> **WRITTEN REQUEST**: Starting with the line that contains "of the yellow", write out each line through the end of the listing, unchanged. Output nothing else.

###

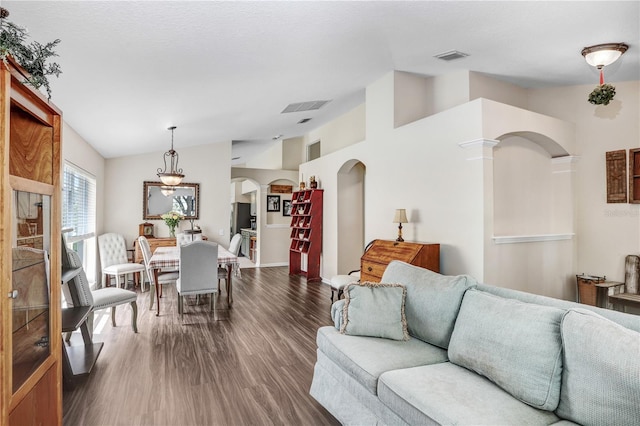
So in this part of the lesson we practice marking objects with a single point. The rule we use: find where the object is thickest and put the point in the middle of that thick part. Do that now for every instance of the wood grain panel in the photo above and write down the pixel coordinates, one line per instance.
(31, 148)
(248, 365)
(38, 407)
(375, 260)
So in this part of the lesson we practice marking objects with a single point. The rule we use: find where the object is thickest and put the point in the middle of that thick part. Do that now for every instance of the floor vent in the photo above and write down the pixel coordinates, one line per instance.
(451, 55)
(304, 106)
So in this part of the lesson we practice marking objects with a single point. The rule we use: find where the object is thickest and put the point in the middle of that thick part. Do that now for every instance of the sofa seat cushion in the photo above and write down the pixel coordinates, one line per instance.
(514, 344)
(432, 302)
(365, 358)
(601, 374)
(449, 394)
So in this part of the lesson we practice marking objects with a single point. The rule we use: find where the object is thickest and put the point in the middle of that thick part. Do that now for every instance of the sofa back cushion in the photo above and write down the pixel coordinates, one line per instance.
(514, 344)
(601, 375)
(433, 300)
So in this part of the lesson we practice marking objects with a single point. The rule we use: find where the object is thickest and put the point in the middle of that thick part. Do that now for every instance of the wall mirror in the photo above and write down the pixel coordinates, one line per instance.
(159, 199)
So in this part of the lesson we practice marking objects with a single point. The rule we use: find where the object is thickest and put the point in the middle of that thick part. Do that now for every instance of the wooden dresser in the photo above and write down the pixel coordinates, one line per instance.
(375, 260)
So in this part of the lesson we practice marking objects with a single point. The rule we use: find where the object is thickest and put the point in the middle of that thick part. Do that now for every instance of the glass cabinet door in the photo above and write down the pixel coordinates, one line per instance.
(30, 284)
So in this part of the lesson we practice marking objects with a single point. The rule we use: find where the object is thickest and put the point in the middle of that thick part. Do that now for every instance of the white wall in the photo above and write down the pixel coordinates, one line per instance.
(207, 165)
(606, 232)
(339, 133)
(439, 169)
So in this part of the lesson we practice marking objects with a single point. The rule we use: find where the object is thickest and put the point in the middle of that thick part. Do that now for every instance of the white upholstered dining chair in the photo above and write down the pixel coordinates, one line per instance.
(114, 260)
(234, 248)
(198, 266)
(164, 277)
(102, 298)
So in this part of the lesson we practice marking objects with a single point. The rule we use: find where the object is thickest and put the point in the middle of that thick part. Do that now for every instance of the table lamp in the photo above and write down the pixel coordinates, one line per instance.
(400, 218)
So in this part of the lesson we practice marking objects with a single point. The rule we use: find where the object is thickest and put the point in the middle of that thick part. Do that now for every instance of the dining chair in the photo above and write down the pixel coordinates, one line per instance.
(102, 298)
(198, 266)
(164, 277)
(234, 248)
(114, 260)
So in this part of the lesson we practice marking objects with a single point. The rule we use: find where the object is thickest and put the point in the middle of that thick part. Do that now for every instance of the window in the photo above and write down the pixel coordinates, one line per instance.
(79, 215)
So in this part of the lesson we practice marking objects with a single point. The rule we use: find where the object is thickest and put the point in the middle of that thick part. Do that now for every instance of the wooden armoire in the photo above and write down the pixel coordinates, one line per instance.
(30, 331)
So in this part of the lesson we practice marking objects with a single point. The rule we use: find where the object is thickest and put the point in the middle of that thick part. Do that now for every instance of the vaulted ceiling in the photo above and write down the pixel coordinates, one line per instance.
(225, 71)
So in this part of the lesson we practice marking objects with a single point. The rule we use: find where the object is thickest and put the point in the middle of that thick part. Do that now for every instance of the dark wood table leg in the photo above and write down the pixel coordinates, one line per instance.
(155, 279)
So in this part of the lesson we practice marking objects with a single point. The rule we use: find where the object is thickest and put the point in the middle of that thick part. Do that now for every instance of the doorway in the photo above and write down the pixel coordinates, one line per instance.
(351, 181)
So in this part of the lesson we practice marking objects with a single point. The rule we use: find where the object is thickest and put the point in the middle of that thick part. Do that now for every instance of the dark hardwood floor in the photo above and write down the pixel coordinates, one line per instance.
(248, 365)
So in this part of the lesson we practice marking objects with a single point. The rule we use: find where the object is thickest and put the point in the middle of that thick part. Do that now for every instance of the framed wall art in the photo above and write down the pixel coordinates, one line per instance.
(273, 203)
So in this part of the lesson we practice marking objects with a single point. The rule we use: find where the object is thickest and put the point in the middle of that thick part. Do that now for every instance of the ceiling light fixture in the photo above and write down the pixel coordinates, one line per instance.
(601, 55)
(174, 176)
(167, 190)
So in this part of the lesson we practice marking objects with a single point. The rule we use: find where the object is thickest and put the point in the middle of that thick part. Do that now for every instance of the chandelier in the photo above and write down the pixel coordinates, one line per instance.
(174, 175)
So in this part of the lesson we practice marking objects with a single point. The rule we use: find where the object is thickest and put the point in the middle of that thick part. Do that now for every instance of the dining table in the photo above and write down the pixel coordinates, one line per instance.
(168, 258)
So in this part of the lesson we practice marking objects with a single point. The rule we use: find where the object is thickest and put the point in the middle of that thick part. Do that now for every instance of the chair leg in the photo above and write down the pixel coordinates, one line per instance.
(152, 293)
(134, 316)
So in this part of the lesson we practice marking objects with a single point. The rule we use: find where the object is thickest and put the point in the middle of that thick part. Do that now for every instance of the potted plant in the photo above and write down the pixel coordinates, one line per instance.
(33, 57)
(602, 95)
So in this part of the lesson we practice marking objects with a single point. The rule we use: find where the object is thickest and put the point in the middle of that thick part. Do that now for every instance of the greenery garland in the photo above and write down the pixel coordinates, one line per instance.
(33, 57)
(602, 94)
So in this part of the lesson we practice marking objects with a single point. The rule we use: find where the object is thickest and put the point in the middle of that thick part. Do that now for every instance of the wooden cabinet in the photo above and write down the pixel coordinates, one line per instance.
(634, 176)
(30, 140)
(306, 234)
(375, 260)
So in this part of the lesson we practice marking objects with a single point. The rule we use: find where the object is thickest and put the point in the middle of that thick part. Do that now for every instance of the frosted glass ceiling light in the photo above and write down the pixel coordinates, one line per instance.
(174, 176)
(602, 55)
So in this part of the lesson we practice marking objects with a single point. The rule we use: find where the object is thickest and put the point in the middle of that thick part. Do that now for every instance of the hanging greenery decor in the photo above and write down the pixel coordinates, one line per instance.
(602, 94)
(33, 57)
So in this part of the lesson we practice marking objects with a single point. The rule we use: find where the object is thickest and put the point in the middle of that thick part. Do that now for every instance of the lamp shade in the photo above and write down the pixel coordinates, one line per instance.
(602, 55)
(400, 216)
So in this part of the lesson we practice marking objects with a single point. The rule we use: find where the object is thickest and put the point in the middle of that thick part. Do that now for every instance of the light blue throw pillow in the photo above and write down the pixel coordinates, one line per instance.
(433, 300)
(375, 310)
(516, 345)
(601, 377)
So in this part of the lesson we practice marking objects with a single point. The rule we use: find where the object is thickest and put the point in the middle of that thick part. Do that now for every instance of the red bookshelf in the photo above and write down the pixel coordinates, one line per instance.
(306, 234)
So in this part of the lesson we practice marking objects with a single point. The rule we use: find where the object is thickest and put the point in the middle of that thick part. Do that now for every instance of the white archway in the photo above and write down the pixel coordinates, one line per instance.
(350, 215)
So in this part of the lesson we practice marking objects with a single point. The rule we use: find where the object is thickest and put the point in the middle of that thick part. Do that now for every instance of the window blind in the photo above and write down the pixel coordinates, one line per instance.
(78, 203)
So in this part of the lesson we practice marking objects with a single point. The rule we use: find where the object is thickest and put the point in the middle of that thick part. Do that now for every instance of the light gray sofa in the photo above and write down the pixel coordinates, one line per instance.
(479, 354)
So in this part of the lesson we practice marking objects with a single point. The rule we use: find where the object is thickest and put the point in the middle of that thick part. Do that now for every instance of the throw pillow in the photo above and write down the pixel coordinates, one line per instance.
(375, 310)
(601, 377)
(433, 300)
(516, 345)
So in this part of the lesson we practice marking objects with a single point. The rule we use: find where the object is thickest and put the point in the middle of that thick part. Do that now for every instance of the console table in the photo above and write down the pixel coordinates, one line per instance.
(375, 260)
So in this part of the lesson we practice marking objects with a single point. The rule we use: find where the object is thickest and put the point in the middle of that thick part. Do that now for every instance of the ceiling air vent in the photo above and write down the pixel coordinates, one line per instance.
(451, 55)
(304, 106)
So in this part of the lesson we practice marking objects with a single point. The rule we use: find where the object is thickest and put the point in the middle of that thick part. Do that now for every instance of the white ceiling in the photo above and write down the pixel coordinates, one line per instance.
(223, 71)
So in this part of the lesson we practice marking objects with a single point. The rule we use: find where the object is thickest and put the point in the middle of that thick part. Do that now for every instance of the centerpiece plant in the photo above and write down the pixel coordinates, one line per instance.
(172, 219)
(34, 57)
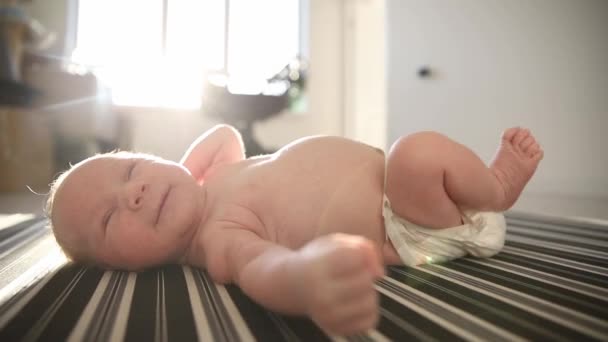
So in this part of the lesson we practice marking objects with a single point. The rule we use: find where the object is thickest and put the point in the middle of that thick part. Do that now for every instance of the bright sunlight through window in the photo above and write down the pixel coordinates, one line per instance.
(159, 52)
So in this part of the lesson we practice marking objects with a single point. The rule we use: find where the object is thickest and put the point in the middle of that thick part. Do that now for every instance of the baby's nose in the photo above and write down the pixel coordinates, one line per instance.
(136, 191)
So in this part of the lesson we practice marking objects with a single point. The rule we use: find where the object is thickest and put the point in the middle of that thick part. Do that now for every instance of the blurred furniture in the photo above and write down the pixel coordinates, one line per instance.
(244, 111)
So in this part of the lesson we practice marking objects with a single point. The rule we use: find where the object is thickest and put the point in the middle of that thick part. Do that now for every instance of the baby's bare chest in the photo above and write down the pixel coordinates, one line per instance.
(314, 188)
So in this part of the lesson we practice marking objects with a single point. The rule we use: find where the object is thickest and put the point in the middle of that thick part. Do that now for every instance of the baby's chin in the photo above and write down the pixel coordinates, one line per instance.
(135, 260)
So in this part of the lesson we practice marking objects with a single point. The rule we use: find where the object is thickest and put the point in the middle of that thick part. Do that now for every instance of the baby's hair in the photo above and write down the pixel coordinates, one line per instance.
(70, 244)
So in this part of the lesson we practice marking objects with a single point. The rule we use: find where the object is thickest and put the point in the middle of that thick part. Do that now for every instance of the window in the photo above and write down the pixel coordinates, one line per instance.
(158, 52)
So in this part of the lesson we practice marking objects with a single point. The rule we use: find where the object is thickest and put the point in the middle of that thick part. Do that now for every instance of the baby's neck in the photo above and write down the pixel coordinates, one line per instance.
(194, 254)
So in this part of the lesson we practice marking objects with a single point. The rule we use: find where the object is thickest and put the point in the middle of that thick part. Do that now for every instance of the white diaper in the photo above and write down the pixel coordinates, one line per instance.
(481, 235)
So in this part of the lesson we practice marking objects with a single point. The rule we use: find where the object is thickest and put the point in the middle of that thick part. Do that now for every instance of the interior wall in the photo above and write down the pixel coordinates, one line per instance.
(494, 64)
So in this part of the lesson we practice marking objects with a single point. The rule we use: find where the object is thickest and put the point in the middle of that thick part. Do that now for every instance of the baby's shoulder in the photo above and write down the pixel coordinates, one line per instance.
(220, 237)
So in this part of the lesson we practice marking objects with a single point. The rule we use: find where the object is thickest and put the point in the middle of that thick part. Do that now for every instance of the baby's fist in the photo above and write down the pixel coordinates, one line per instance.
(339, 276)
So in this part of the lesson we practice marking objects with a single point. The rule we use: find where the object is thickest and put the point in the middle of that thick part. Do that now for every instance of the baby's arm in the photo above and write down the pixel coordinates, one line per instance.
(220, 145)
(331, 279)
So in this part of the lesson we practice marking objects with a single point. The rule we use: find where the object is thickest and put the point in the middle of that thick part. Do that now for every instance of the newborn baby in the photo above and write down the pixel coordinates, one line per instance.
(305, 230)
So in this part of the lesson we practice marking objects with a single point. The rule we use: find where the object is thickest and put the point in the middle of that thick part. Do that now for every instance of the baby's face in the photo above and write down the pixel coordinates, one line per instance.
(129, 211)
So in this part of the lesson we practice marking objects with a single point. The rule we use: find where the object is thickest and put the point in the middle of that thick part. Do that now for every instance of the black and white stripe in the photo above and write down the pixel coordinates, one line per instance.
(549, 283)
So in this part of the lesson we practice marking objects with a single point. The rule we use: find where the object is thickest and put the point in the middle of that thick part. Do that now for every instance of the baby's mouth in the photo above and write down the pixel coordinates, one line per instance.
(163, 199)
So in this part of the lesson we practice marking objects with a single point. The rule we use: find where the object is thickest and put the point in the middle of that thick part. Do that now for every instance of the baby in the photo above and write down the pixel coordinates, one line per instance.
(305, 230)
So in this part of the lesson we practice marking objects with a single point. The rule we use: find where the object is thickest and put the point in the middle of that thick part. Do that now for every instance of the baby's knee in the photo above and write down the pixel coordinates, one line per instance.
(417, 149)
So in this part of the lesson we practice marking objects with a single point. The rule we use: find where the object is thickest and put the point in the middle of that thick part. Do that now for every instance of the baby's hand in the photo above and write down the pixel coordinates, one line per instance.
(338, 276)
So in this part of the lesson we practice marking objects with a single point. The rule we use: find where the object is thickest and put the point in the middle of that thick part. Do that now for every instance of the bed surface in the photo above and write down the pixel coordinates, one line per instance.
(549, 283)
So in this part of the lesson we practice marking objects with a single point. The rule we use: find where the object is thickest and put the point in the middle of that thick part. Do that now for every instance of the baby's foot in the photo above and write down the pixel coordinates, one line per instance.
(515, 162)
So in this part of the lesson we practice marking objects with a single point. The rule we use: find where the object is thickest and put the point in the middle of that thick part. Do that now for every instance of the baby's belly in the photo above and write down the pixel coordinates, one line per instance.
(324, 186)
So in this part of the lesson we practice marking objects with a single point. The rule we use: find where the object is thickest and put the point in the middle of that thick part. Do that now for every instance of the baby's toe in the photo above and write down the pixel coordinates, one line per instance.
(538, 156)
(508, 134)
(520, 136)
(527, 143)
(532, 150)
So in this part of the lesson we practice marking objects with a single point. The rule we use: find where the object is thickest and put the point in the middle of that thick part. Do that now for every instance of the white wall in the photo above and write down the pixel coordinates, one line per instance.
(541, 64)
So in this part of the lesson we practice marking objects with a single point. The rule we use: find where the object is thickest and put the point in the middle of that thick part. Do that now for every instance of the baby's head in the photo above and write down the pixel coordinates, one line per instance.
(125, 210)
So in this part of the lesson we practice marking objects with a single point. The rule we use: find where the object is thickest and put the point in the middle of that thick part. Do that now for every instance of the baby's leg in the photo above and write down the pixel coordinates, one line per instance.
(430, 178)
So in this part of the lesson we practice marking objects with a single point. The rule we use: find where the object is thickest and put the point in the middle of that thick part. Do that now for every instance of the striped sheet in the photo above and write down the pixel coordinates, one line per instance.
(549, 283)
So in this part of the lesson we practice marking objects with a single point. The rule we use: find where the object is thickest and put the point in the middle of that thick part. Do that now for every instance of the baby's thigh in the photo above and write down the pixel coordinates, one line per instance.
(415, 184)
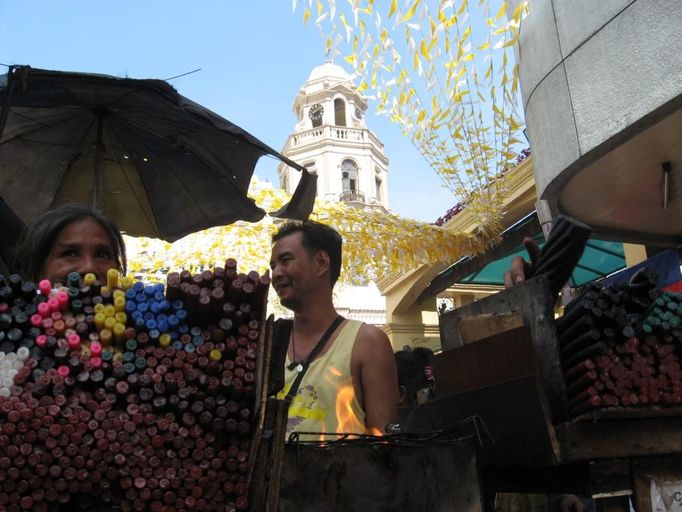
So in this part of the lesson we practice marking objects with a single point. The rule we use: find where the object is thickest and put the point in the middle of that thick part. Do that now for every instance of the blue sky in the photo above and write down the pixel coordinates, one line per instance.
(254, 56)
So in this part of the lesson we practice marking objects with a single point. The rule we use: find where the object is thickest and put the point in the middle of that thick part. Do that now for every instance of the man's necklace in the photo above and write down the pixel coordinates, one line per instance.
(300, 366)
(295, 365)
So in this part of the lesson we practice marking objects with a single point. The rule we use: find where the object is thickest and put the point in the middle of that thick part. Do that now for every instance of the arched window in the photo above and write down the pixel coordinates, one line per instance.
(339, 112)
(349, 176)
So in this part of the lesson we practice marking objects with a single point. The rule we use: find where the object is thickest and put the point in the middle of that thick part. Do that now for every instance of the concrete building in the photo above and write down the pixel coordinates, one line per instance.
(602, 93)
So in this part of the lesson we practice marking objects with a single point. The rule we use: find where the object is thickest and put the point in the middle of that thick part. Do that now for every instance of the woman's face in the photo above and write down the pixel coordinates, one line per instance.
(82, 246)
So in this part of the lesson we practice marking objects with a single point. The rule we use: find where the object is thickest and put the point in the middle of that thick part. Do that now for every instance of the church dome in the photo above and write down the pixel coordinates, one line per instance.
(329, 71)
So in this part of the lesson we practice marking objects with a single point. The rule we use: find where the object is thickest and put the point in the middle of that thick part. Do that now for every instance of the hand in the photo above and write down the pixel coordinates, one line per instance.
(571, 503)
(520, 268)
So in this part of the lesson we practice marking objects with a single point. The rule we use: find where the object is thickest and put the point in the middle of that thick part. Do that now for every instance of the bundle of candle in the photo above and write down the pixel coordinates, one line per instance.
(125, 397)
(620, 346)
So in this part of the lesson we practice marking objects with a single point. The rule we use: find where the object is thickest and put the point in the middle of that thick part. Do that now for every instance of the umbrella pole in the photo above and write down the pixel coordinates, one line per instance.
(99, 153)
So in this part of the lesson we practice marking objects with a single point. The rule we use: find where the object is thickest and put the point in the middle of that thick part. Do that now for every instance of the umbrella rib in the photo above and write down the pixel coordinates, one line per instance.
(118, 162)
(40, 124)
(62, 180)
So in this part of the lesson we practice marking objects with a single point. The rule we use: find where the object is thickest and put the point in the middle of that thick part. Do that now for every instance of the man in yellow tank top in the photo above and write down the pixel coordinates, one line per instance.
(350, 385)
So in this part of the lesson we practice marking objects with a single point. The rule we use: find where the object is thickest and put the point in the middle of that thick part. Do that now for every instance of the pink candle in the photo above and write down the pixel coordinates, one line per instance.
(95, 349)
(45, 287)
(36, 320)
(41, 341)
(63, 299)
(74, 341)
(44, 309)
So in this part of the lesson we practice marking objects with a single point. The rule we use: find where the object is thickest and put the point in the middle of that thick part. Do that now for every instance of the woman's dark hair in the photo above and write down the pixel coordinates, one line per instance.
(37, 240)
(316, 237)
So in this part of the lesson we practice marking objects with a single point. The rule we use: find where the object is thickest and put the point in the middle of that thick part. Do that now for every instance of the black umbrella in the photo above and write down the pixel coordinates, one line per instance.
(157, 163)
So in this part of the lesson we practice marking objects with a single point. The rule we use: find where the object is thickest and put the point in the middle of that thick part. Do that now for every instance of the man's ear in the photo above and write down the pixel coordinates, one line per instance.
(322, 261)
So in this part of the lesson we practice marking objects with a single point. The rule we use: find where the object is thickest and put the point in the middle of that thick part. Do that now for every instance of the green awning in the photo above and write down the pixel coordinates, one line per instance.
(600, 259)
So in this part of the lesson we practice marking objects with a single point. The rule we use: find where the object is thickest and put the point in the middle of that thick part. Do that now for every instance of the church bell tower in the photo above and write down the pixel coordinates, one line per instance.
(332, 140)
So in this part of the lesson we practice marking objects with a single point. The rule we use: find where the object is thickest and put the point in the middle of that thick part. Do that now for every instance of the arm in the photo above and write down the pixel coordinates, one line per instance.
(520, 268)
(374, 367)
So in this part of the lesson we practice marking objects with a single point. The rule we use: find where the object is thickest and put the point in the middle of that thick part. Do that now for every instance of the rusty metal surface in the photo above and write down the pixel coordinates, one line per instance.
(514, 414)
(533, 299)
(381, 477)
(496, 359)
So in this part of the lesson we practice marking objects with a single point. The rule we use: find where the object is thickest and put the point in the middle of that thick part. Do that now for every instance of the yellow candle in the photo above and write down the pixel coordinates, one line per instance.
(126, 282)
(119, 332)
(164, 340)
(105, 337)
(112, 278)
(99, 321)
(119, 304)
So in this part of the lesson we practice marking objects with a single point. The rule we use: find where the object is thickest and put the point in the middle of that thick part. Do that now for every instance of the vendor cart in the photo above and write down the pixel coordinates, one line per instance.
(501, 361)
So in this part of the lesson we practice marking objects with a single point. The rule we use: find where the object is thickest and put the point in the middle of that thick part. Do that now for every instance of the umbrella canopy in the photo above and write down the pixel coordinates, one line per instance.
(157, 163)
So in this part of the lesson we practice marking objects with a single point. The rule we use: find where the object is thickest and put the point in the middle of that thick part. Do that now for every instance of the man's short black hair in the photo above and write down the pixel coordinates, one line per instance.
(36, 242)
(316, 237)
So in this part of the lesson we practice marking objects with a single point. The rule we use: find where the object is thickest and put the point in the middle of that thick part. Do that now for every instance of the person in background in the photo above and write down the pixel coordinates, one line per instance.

###

> **WRITTEN RESPONSE**:
So in this part of the lesson we practice marking objects with a single point. The rule we use: find where the object is thickest and put the point in the middle of that thick part. Do that now for every instance of the yellow candle in the photo above and write down the pixel coordinates, one line per instance.
(126, 282)
(119, 332)
(164, 340)
(105, 337)
(112, 278)
(99, 321)
(119, 304)
So in this part of the lesson we practice marking objects with a single point. The rule we use: find where the object is thickest and put the point in the middle of that thick part. Do that now for every instance of the vendor cart in the photo above and write down the pixel coordinates, one line per instance.
(501, 361)
So in this part of the lesson we practice marking objects with a single point. The rule we use: find where the object is thickest and put the point in the middle of that thick part. Do that now for every instance of the umbrella canopy in the photo above and write down the pixel coordinates, one line per instance.
(157, 163)
So in this part of the lesson we practice marking objects with a single point. The rule we use: find where the object is thickest and put the point in the middle of that thick part. Do that now for every instance of the man's short black hair in the photo above and write down the pixel coordinates, one line per instance.
(36, 242)
(316, 237)
So in this part of the lesson we practice marking objects with a single point. The rule we use: find where the object is thickest and put the point in the middle of that thick part. Do that now for every instance of the person in background in the photo above and write down the pixel coordinates, one line per instance.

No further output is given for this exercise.